ÉNONCÉ: Indique combien de lignes des enregistrements ci-dessous contiennent la chaîne "column", en respectant la casse. Donne seulement ce nombre.

RELEVÉ DES DONNÉES:
══════════════════════════════

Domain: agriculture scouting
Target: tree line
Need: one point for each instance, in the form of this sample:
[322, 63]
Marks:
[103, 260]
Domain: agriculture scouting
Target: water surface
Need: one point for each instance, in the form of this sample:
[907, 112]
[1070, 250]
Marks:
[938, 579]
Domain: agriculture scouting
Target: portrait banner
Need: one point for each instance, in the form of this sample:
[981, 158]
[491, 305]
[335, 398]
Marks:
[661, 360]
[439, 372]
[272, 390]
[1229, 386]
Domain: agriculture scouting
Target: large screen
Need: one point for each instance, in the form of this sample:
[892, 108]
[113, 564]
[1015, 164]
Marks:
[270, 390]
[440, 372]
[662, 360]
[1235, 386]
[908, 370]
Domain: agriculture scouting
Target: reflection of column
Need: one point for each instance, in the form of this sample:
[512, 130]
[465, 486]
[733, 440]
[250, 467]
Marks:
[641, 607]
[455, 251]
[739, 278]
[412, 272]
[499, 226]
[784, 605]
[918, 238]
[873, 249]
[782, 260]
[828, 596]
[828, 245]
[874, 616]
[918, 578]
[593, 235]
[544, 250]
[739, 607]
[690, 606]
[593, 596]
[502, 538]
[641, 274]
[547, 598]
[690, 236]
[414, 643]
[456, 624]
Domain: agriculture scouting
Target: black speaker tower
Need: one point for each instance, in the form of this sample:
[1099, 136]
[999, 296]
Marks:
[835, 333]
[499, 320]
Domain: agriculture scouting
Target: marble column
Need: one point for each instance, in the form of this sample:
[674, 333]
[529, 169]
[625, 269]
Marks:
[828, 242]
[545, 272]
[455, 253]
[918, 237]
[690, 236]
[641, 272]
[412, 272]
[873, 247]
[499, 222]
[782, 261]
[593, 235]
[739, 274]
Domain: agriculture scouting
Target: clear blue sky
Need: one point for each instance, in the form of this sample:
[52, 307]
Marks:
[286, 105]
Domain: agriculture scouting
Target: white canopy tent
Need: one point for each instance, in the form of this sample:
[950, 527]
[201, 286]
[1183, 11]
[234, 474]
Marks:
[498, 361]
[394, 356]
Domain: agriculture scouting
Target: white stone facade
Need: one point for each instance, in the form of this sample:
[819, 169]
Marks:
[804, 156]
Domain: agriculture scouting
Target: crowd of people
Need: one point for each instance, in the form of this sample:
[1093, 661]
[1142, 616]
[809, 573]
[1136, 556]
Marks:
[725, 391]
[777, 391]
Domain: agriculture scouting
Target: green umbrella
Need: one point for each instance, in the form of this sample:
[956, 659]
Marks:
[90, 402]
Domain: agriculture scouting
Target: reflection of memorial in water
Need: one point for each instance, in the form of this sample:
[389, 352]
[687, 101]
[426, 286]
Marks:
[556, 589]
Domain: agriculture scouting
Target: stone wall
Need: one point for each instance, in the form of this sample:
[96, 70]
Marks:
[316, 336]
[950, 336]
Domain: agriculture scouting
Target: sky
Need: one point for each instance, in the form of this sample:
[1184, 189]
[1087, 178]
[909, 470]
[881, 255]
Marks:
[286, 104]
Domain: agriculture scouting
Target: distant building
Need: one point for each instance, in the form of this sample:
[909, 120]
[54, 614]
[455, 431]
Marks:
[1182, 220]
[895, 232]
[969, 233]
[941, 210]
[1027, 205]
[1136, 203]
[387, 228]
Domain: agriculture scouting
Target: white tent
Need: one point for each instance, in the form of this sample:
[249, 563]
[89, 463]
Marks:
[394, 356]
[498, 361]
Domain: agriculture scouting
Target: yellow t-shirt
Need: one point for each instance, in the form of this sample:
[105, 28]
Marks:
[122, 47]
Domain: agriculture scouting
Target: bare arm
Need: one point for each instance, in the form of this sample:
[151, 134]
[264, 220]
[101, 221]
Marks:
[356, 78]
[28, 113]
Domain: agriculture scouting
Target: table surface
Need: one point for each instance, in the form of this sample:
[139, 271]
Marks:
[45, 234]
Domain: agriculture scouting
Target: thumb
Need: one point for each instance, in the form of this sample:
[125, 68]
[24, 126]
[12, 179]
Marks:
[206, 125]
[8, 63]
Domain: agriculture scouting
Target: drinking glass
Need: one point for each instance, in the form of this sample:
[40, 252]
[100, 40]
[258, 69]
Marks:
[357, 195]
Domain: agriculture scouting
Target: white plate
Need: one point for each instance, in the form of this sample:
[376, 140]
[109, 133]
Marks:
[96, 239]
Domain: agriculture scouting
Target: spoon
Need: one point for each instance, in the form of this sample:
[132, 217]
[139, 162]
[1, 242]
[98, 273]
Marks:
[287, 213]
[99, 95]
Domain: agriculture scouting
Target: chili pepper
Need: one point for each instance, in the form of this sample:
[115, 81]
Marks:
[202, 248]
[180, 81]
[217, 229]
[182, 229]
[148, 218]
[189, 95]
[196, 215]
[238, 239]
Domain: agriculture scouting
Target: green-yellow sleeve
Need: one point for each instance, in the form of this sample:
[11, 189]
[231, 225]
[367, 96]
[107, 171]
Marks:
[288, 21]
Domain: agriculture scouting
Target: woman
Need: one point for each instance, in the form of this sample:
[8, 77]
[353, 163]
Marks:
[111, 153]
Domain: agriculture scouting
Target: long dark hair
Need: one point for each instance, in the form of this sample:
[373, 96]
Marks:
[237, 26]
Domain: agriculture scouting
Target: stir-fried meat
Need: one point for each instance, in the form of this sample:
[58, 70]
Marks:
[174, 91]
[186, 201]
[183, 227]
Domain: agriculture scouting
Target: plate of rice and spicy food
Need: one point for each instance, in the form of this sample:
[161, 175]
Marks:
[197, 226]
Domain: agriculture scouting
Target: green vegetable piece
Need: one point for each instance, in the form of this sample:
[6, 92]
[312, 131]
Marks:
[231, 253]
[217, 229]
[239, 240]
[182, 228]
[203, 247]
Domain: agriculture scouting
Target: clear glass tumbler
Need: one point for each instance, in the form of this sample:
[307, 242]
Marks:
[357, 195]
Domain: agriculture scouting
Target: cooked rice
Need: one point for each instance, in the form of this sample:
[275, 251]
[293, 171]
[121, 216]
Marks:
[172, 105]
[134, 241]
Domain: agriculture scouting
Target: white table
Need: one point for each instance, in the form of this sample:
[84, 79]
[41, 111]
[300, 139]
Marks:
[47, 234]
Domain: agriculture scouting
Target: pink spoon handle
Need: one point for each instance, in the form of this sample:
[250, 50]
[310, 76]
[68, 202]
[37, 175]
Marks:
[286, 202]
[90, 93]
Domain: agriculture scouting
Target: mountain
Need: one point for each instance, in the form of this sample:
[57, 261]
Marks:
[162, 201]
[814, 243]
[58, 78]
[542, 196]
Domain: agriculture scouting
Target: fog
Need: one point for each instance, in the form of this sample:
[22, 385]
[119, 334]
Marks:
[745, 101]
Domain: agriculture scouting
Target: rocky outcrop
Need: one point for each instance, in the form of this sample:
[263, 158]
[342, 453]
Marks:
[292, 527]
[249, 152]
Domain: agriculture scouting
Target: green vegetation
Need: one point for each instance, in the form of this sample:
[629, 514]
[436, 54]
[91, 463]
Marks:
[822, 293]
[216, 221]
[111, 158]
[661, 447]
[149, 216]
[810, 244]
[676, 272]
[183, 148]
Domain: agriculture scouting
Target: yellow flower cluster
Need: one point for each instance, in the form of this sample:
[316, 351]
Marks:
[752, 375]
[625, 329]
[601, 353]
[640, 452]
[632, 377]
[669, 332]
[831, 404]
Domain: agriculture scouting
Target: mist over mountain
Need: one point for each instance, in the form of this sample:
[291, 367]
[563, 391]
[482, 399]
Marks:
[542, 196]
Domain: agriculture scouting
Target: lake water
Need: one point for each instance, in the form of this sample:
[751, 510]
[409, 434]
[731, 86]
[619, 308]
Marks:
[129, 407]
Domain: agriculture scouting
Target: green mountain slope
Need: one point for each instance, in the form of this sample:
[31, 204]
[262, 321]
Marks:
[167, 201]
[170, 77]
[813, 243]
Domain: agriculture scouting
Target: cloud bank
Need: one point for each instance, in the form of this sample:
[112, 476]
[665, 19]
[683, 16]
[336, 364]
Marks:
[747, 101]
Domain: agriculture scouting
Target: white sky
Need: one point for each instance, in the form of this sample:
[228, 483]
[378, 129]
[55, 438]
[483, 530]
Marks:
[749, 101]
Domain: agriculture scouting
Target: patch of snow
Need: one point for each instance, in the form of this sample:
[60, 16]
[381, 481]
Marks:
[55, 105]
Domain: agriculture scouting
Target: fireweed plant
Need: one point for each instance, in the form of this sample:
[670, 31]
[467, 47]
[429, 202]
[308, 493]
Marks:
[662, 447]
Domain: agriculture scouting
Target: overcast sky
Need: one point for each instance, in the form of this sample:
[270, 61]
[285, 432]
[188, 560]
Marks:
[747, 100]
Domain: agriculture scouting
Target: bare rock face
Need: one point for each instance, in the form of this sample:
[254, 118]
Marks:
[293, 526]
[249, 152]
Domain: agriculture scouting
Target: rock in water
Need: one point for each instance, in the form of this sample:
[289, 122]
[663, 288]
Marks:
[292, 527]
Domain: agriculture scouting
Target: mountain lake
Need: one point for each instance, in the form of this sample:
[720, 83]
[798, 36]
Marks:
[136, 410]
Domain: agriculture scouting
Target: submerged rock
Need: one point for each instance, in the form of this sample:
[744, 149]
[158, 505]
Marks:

══════════════════════════════

TÂCHE RÉALISÉE: 2